● WHAT TO DO
Where the line containing "Would you mind pointing out the spruce branch" appears in the entries below, begin there and output every line through the last, exactly, minus the pictures.

(Dataset entries)

........

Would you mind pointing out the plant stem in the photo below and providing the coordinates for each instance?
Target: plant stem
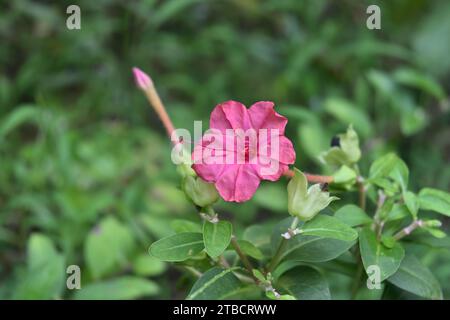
(247, 264)
(158, 106)
(359, 273)
(408, 229)
(279, 254)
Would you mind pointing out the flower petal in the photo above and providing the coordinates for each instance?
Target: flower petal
(263, 116)
(230, 115)
(271, 172)
(237, 183)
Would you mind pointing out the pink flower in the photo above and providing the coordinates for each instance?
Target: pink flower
(243, 147)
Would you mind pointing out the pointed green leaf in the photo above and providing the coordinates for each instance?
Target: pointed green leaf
(375, 253)
(414, 277)
(304, 283)
(215, 284)
(44, 277)
(249, 249)
(217, 237)
(328, 227)
(435, 200)
(308, 248)
(108, 247)
(352, 215)
(178, 247)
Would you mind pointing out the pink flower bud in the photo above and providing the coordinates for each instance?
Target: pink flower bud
(143, 81)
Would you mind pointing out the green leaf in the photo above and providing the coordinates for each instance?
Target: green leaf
(435, 200)
(121, 288)
(345, 176)
(180, 225)
(249, 249)
(414, 277)
(202, 193)
(108, 247)
(271, 196)
(18, 116)
(412, 203)
(215, 284)
(414, 78)
(352, 215)
(390, 166)
(147, 266)
(308, 248)
(304, 202)
(45, 275)
(383, 166)
(400, 174)
(311, 138)
(328, 227)
(177, 247)
(375, 253)
(217, 237)
(304, 283)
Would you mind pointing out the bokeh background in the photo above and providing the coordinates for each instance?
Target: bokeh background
(85, 172)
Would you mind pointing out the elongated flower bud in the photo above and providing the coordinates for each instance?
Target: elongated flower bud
(143, 81)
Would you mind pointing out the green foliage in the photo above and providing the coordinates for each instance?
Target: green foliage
(309, 248)
(216, 237)
(376, 253)
(352, 215)
(86, 175)
(121, 288)
(329, 227)
(178, 247)
(108, 247)
(435, 200)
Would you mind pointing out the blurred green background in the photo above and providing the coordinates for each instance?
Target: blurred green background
(85, 172)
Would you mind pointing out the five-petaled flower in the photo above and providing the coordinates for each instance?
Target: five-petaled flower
(242, 147)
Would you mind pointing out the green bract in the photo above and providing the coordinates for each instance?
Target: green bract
(303, 202)
(346, 153)
(199, 191)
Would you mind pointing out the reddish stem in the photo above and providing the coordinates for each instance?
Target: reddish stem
(314, 178)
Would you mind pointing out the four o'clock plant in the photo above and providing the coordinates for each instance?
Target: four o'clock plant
(322, 233)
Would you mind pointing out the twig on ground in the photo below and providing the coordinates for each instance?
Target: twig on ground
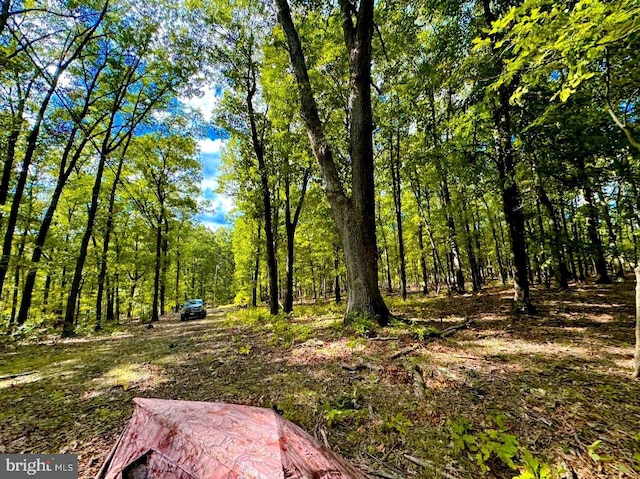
(419, 385)
(324, 438)
(379, 473)
(420, 462)
(405, 351)
(19, 375)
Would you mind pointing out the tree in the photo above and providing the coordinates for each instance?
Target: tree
(355, 215)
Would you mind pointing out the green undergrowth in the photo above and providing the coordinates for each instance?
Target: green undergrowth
(539, 400)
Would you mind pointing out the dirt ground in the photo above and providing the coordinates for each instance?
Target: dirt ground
(549, 393)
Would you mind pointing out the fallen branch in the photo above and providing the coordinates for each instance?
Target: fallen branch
(405, 351)
(433, 336)
(378, 473)
(420, 462)
(360, 366)
(419, 385)
(453, 329)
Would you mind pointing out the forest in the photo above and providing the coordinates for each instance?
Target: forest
(417, 174)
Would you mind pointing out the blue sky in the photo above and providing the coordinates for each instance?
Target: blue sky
(210, 149)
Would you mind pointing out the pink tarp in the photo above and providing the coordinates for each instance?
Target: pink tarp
(200, 440)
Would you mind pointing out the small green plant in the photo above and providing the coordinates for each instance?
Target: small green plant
(532, 468)
(346, 408)
(362, 327)
(495, 444)
(591, 450)
(398, 423)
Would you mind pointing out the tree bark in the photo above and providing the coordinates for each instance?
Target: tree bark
(355, 216)
(512, 202)
(596, 250)
(560, 269)
(291, 224)
(157, 271)
(258, 147)
(423, 260)
(395, 165)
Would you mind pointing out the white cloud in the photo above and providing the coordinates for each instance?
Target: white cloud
(205, 103)
(210, 183)
(222, 204)
(210, 225)
(210, 147)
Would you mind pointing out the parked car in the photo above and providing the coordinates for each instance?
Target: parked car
(194, 308)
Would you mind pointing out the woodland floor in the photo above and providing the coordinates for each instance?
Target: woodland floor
(556, 385)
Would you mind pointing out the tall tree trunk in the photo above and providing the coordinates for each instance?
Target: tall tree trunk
(636, 369)
(512, 202)
(165, 265)
(616, 261)
(68, 328)
(423, 260)
(511, 197)
(256, 271)
(355, 216)
(32, 142)
(258, 147)
(473, 263)
(63, 175)
(395, 165)
(107, 239)
(291, 223)
(560, 269)
(71, 52)
(336, 265)
(457, 275)
(567, 237)
(596, 249)
(157, 272)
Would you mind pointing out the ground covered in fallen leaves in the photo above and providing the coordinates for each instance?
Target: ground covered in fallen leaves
(540, 396)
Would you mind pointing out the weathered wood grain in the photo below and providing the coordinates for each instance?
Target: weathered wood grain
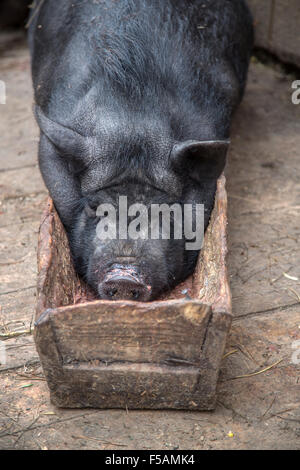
(163, 354)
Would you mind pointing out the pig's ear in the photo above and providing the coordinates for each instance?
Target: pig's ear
(202, 159)
(66, 140)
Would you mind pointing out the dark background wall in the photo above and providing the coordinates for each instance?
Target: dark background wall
(277, 24)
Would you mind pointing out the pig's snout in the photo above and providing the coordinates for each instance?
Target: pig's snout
(124, 285)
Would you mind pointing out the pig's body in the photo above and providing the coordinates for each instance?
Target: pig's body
(135, 97)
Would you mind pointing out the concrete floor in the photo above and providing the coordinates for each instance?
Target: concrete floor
(259, 387)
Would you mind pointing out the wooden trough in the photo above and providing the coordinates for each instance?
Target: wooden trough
(118, 354)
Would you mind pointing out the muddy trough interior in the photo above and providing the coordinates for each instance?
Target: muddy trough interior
(126, 354)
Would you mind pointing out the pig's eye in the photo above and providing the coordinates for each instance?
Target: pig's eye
(90, 212)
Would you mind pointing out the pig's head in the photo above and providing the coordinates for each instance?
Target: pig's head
(86, 177)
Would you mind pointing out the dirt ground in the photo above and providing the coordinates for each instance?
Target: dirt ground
(259, 386)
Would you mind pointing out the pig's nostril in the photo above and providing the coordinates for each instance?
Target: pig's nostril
(111, 292)
(123, 288)
(135, 294)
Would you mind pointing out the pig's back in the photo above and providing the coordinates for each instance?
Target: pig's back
(139, 51)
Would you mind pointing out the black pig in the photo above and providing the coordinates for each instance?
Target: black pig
(135, 98)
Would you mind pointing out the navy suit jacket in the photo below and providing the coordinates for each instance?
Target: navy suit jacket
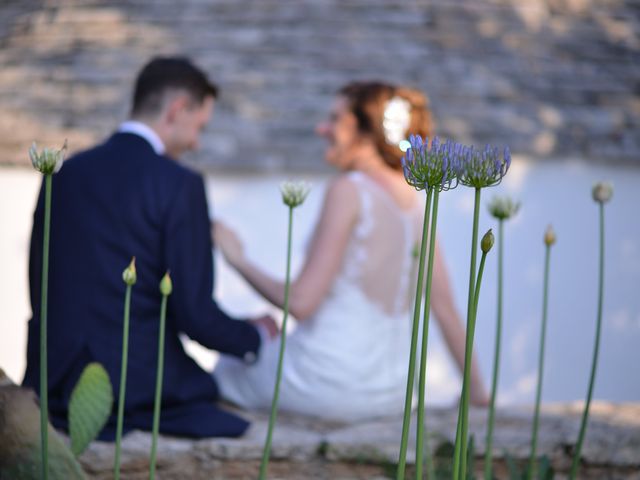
(115, 201)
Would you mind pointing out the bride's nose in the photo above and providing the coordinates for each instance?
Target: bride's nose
(323, 129)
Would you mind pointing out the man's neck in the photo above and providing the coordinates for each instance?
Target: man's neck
(144, 130)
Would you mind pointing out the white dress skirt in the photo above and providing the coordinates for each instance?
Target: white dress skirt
(349, 360)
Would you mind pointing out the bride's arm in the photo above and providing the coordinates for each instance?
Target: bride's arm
(323, 261)
(452, 328)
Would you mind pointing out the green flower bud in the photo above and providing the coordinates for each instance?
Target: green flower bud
(294, 193)
(129, 274)
(47, 161)
(487, 241)
(165, 285)
(549, 236)
(602, 192)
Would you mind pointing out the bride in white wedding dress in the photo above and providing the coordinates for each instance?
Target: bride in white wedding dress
(347, 359)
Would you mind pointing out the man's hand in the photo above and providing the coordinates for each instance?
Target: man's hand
(267, 324)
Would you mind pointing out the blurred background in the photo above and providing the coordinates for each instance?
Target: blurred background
(556, 80)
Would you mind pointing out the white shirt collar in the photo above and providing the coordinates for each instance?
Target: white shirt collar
(144, 131)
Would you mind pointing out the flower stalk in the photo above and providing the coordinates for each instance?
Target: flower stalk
(44, 385)
(420, 435)
(502, 209)
(402, 459)
(549, 240)
(602, 193)
(165, 289)
(293, 195)
(129, 277)
(431, 167)
(478, 169)
(47, 161)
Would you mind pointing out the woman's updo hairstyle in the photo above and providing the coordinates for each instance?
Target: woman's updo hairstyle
(383, 110)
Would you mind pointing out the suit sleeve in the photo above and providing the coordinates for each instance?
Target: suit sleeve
(188, 252)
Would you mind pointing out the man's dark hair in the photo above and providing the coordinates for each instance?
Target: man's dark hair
(166, 73)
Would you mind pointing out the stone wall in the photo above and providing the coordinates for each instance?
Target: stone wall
(307, 449)
(551, 78)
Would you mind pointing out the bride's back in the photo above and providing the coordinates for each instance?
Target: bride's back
(380, 255)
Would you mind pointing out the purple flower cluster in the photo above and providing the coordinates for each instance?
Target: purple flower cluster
(484, 168)
(442, 165)
(431, 166)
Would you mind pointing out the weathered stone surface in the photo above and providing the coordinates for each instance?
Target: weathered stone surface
(307, 448)
(552, 78)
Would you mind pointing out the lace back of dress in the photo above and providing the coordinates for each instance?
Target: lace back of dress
(379, 259)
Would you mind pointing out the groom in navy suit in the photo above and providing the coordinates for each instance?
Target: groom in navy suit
(129, 197)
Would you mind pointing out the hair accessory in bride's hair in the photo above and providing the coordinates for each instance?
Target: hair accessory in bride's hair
(396, 119)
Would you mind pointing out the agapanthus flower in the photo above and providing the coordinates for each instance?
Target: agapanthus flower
(602, 192)
(294, 193)
(166, 286)
(433, 165)
(503, 208)
(47, 161)
(549, 236)
(483, 168)
(487, 241)
(129, 275)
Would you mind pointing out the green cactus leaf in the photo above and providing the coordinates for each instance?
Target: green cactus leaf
(90, 406)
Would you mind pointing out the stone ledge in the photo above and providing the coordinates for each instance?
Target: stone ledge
(305, 448)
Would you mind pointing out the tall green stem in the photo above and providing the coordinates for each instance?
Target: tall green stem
(461, 441)
(44, 385)
(123, 381)
(402, 459)
(488, 456)
(425, 338)
(596, 349)
(158, 397)
(468, 354)
(543, 332)
(283, 337)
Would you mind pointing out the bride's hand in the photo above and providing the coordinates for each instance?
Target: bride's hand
(228, 242)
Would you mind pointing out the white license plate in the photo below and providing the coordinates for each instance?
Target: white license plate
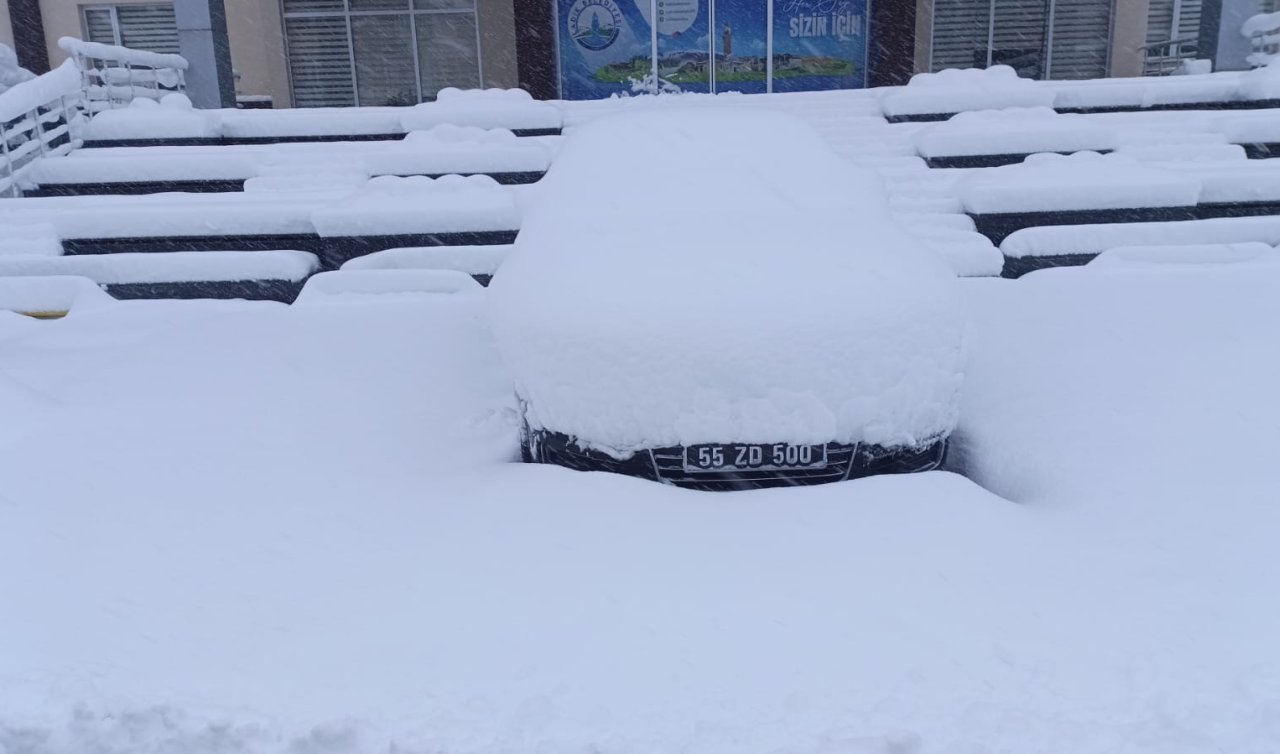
(753, 457)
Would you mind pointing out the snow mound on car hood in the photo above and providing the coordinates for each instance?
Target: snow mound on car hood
(688, 275)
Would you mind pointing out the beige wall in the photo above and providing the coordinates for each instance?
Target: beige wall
(5, 28)
(256, 35)
(923, 35)
(498, 42)
(1128, 33)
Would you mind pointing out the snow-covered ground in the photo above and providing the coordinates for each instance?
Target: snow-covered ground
(254, 528)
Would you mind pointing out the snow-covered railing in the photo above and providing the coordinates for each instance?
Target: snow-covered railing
(1264, 33)
(113, 76)
(1168, 56)
(37, 118)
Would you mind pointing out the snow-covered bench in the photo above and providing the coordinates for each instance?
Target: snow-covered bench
(478, 261)
(138, 126)
(442, 151)
(270, 275)
(1036, 248)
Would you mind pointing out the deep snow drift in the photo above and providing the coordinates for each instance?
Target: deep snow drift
(790, 310)
(254, 528)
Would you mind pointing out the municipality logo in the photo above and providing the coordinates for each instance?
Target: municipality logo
(594, 23)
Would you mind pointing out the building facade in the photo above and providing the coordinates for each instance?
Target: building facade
(334, 53)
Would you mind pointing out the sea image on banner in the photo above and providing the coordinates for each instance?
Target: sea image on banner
(600, 41)
(819, 45)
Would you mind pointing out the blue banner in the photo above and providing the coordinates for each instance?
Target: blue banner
(819, 45)
(604, 45)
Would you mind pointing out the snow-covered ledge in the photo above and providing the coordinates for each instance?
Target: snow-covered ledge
(40, 117)
(114, 76)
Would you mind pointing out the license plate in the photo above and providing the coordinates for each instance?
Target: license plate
(753, 457)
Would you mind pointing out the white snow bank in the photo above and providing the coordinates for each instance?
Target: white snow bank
(631, 329)
(170, 214)
(1262, 127)
(1087, 240)
(1183, 256)
(968, 88)
(114, 169)
(458, 149)
(12, 73)
(178, 266)
(302, 178)
(389, 205)
(472, 260)
(355, 284)
(118, 54)
(30, 240)
(1261, 23)
(1261, 83)
(1013, 131)
(511, 109)
(1084, 181)
(968, 252)
(309, 122)
(49, 293)
(1207, 152)
(1248, 181)
(24, 96)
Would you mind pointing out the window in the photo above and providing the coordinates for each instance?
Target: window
(379, 51)
(1040, 39)
(142, 27)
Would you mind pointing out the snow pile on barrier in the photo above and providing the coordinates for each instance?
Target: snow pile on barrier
(174, 266)
(391, 205)
(1144, 257)
(1084, 181)
(492, 108)
(172, 117)
(768, 297)
(49, 293)
(472, 260)
(348, 284)
(965, 88)
(1014, 131)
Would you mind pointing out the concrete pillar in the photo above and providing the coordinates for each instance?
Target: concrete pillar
(28, 35)
(1128, 36)
(202, 41)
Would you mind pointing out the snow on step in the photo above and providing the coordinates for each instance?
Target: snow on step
(492, 108)
(1182, 256)
(970, 88)
(460, 149)
(1092, 240)
(1013, 131)
(391, 205)
(472, 260)
(310, 122)
(178, 266)
(1084, 181)
(355, 284)
(49, 295)
(379, 206)
(172, 117)
(30, 240)
(968, 252)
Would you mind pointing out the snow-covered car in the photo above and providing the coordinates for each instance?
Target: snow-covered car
(714, 298)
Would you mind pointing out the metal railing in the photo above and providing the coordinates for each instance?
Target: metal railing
(1166, 58)
(117, 76)
(45, 117)
(39, 118)
(1264, 33)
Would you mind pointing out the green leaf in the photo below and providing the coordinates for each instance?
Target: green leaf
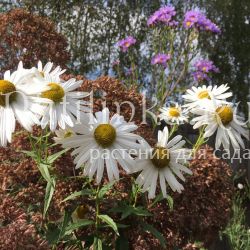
(66, 220)
(127, 210)
(31, 154)
(121, 243)
(44, 170)
(77, 194)
(97, 244)
(105, 189)
(109, 221)
(77, 225)
(170, 202)
(50, 188)
(158, 198)
(55, 156)
(149, 228)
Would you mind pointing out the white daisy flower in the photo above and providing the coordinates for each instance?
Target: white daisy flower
(203, 96)
(223, 119)
(18, 102)
(63, 133)
(165, 160)
(100, 141)
(65, 103)
(173, 115)
(47, 70)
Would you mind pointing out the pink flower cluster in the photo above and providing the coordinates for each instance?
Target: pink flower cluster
(195, 19)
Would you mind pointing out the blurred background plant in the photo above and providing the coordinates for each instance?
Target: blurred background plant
(87, 25)
(90, 30)
(237, 231)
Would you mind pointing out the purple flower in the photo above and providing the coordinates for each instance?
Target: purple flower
(203, 69)
(115, 63)
(191, 18)
(200, 76)
(196, 19)
(161, 59)
(163, 16)
(206, 66)
(124, 44)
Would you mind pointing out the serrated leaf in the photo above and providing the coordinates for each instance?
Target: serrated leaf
(77, 225)
(50, 188)
(158, 198)
(97, 244)
(55, 156)
(44, 170)
(77, 194)
(109, 221)
(105, 189)
(127, 210)
(31, 154)
(149, 228)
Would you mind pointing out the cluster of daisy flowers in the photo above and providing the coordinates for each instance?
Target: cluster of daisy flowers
(99, 141)
(204, 69)
(103, 142)
(208, 108)
(38, 96)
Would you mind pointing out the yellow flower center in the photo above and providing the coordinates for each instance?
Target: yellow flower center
(56, 92)
(68, 134)
(7, 92)
(225, 113)
(105, 135)
(81, 211)
(174, 112)
(204, 95)
(160, 157)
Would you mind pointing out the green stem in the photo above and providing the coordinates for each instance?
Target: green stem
(97, 205)
(173, 129)
(200, 140)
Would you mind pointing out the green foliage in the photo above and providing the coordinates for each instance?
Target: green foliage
(127, 210)
(149, 228)
(237, 233)
(109, 221)
(50, 188)
(77, 194)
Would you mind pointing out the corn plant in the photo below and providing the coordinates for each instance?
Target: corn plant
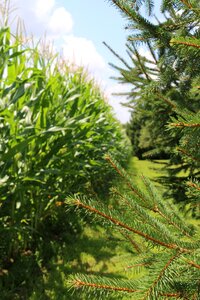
(55, 128)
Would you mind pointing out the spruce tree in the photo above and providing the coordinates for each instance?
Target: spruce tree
(165, 245)
(161, 84)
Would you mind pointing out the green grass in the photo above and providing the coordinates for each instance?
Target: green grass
(96, 251)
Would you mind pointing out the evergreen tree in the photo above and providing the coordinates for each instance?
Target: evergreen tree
(162, 84)
(165, 250)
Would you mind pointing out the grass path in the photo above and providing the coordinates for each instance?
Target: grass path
(96, 251)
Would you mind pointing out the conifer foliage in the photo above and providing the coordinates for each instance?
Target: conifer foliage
(165, 246)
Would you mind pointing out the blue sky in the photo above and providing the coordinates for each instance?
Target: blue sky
(77, 28)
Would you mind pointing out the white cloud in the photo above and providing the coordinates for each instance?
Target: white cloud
(122, 113)
(83, 52)
(60, 22)
(43, 8)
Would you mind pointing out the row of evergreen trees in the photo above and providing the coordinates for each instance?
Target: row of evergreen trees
(163, 82)
(164, 247)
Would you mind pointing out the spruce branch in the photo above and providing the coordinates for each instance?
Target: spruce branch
(179, 42)
(182, 124)
(93, 210)
(161, 274)
(78, 283)
(192, 263)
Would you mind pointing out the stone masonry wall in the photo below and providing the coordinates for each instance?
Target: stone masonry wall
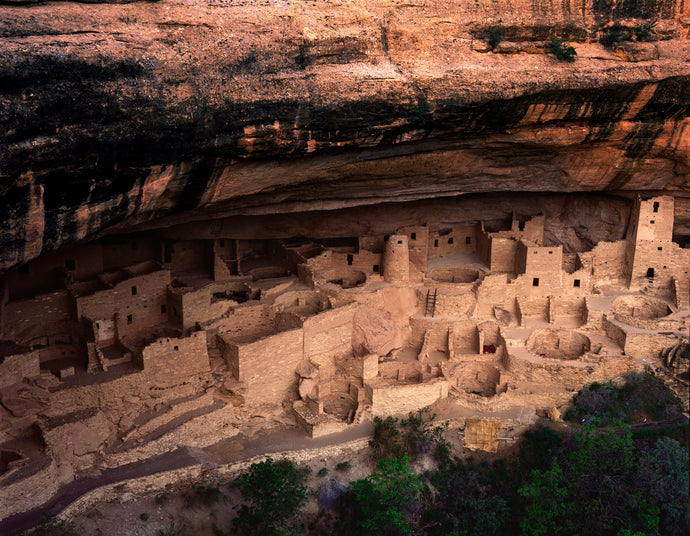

........

● RESPONSE
Would you mind pointing out the spruce branch in the photo above and providing the coordinates for each instance?
Target: spruce branch
(179, 42)
(182, 124)
(93, 210)
(161, 274)
(78, 283)
(192, 263)
Would you mind pointing out the stone masonry wall in the photo below and providing the coordinates for each instance?
Target: stone masonry wall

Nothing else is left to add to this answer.